■ **DATA LINES**
::::::
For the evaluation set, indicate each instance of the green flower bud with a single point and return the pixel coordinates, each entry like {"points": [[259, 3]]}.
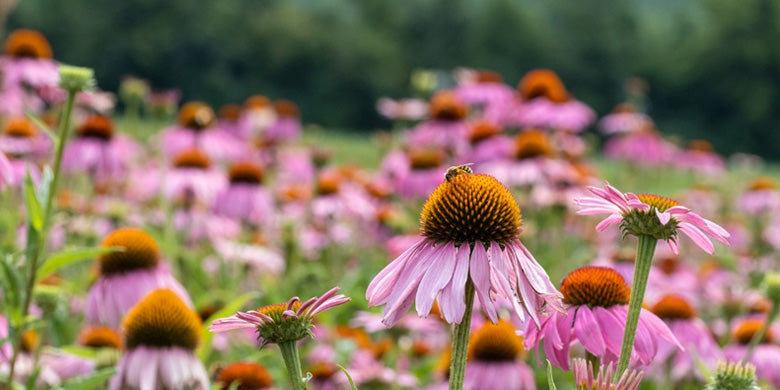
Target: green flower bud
{"points": [[75, 78]]}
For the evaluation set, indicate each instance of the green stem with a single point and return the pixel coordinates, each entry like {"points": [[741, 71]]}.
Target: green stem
{"points": [[460, 341], [292, 361], [644, 259], [64, 126], [756, 339]]}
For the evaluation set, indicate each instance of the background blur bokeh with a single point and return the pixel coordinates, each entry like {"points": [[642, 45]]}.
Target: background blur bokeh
{"points": [[712, 65]]}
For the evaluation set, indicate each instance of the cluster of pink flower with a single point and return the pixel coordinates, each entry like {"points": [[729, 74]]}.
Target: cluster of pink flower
{"points": [[237, 188]]}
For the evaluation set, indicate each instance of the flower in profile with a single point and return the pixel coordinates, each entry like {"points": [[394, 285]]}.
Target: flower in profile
{"points": [[282, 322], [470, 226], [494, 359], [650, 215], [127, 276], [766, 355], [586, 379], [161, 334], [596, 300], [245, 376]]}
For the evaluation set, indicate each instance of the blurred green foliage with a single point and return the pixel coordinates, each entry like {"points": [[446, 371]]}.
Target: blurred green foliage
{"points": [[712, 65]]}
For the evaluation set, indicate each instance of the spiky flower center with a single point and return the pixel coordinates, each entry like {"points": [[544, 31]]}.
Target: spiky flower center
{"points": [[661, 203], [230, 112], [481, 131], [19, 128], [140, 251], [196, 116], [192, 159], [445, 105], [421, 159], [98, 127], [287, 108], [595, 286], [246, 173], [674, 307], [246, 375], [161, 319], [328, 183], [638, 222], [745, 331], [101, 337], [495, 343], [291, 328], [25, 43], [543, 83], [763, 183], [532, 143], [468, 208]]}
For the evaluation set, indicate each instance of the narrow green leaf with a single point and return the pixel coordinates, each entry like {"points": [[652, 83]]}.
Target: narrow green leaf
{"points": [[43, 126], [61, 259], [89, 382], [231, 308], [349, 377], [550, 381], [34, 210]]}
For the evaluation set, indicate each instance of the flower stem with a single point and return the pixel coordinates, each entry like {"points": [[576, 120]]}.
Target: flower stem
{"points": [[460, 341], [292, 361], [760, 334], [644, 260], [64, 127]]}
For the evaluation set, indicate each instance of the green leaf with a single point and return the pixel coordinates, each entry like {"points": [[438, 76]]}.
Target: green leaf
{"points": [[550, 381], [231, 308], [90, 381], [349, 377], [34, 210], [61, 259], [43, 126]]}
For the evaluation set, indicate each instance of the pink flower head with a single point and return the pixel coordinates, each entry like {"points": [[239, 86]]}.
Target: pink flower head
{"points": [[127, 277], [652, 215], [470, 226], [586, 379], [282, 322], [596, 311], [161, 334]]}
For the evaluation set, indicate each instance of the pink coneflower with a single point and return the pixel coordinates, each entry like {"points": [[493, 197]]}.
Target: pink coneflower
{"points": [[629, 211], [402, 109], [161, 334], [245, 376], [28, 71], [245, 199], [494, 359], [22, 139], [586, 378], [766, 355], [692, 333], [282, 322], [193, 179], [127, 276], [98, 151], [470, 226], [596, 301]]}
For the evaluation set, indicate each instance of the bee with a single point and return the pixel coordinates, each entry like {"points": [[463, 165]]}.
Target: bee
{"points": [[457, 170]]}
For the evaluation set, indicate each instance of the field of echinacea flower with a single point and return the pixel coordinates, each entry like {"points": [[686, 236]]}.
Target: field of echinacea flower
{"points": [[500, 237]]}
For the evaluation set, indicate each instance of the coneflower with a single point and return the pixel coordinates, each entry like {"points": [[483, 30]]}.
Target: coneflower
{"points": [[161, 334]]}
::::::
■ **TASK BRIEF**
All of the lines above should be retyped precisely, apart from the pictures.

■ **THE RESULT**
For the evaluation set, indicate each instance of the green flower bud with a single point and return the pixel coordinates, each entry like {"points": [[259, 3]]}.
Target: green flower bud
{"points": [[75, 78]]}
For the evaluation set, indicate each instance of the green stem with a single point and return the pixel coordinates, each entry like {"points": [[741, 71]]}.
Target: green stem
{"points": [[460, 341], [292, 361], [644, 259], [64, 126], [756, 339]]}
For the evaluation set, indicate each instance of the background blur bokeh with a single point and return the pixel coordinates, each entry like {"points": [[642, 45]]}.
Target: background blur bokeh
{"points": [[712, 65]]}
For the evaluation set, indicate each instance of the cluster of pink flower with a single point and return the pixel coordinates, each entry like {"points": [[729, 74]]}.
Target: cluster of pink flower
{"points": [[237, 188]]}
For the evaluation set, indicate each instance of the flower in profile with a single point and return the pixel coordinates, each entry like {"points": [[394, 285]]}.
Target: flower in profile
{"points": [[282, 322], [470, 226], [494, 359], [650, 215], [127, 276], [766, 355], [586, 379], [161, 334], [596, 300], [245, 376]]}
For the evaluation set, indicate each instance of the blurred green foliage with a single point and return the pixel coordinates, each entry like {"points": [[446, 371]]}.
Target: blurred green foliage
{"points": [[712, 65]]}
For the evaluation set, indicate each instance of the spiky flower center with a single point and return the pixel coordinates, each entry like {"points": [[544, 31]]}.
Target: spiky flower center
{"points": [[661, 203], [230, 112], [481, 131], [19, 128], [140, 251], [196, 116], [192, 159], [445, 105], [421, 159], [98, 127], [287, 108], [595, 286], [246, 173], [674, 307], [246, 375], [161, 319], [328, 183], [638, 222], [745, 331], [101, 337], [495, 343], [291, 328], [25, 43], [543, 83], [763, 183], [532, 143], [468, 208]]}
For the evaluation set, indicate each instance of the narrow green leaf with a single point and return the pixel coordinates, each entry like {"points": [[652, 83]]}.
Target: narrow green leaf
{"points": [[43, 126], [61, 259], [89, 382], [231, 308], [349, 377], [550, 381], [34, 210]]}
For the evaluation set, indicate each instance of the flower stem with a single point and return the pixel coordinates, each entry like {"points": [[576, 120]]}.
Target: flower stem
{"points": [[460, 341], [292, 361], [760, 334], [644, 260], [64, 127]]}
For the evaluation set, indicate each instance of the green leaf with a single point and return the pixel coordinates, each entry like {"points": [[438, 76]]}.
Target: green leaf
{"points": [[550, 381], [231, 308], [90, 381], [349, 377], [34, 210], [61, 259], [43, 126]]}
For the evaluation set, indicate each instance of the pink flower head with a single point and return the pixel coordinates, each entry like {"points": [[239, 86]]}.
Target: pink flower head
{"points": [[127, 277], [652, 215], [470, 226], [586, 379], [282, 322], [596, 311], [161, 334]]}
For the evaluation set, indicate each instance of the pink coneflower with a single point and return the pixel coordinates, each entry like {"points": [[493, 197]]}.
Target: pink coneflower
{"points": [[629, 211], [402, 109], [161, 334], [245, 376], [28, 71], [245, 199], [494, 359], [22, 139], [586, 378], [766, 355], [692, 333], [282, 322], [193, 179], [127, 276], [98, 151], [470, 226], [596, 301]]}
For the evaluation set, indicate each instance of the bee with a single point and return the pixel coordinates, each entry like {"points": [[463, 165]]}.
Target: bee
{"points": [[457, 170]]}
For the evaluation set, indicate each instance of the field of echinacea flower with a single point and return the pixel coordinates, each entry like {"points": [[686, 236]]}.
Target: field of echinacea flower
{"points": [[500, 237]]}
For the evaluation set, indicate each instance of the coneflower with a single point and return the pixel coordinates, each entry like {"points": [[483, 30]]}.
Target: coneflower
{"points": [[161, 334]]}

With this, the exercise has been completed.